** Start The records **

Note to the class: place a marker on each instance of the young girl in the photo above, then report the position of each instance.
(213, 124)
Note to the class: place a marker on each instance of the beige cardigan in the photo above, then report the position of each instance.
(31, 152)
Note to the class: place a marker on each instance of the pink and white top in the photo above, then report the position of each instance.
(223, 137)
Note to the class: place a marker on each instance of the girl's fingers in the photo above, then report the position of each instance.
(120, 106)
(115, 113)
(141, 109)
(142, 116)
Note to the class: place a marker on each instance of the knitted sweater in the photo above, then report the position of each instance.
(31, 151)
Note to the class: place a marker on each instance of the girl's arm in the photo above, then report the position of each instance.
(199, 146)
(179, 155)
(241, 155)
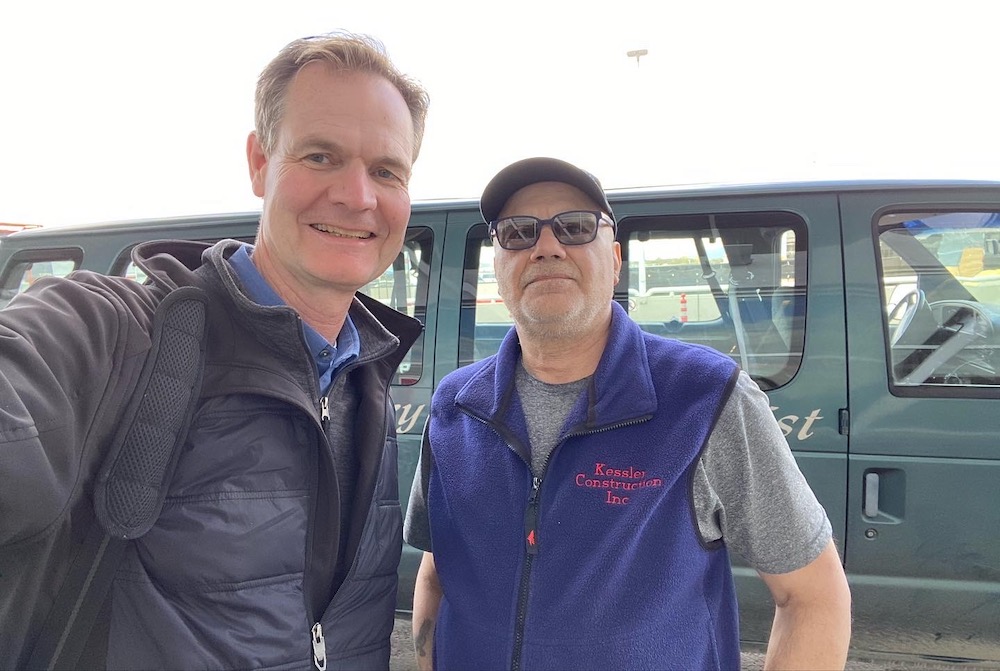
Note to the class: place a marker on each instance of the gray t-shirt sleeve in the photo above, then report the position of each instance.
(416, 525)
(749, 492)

** End The records **
** Start The records **

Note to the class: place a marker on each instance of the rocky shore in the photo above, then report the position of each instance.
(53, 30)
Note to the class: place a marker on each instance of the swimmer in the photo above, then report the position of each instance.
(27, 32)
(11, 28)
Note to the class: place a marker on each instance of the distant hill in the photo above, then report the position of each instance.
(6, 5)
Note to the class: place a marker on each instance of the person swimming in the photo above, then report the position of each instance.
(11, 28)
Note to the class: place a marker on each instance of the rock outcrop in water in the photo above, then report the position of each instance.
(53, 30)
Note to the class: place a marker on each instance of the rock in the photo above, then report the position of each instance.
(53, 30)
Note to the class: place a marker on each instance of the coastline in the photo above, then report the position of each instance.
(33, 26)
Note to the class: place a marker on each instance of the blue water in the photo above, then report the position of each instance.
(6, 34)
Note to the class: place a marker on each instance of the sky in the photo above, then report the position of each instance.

** End The records **

What the task requires: Copy out the lines word for word, starting at the line with "of the blue" and ending at the line with "instance of the sky". Give only those lines.

Task solution:
Note to the class: place a marker on each instance of the blue water in the photo above, then report the position of each instance.
(6, 34)
Note to the class: place a marker on each instance of the sky in the photo above, then report the position of each instance.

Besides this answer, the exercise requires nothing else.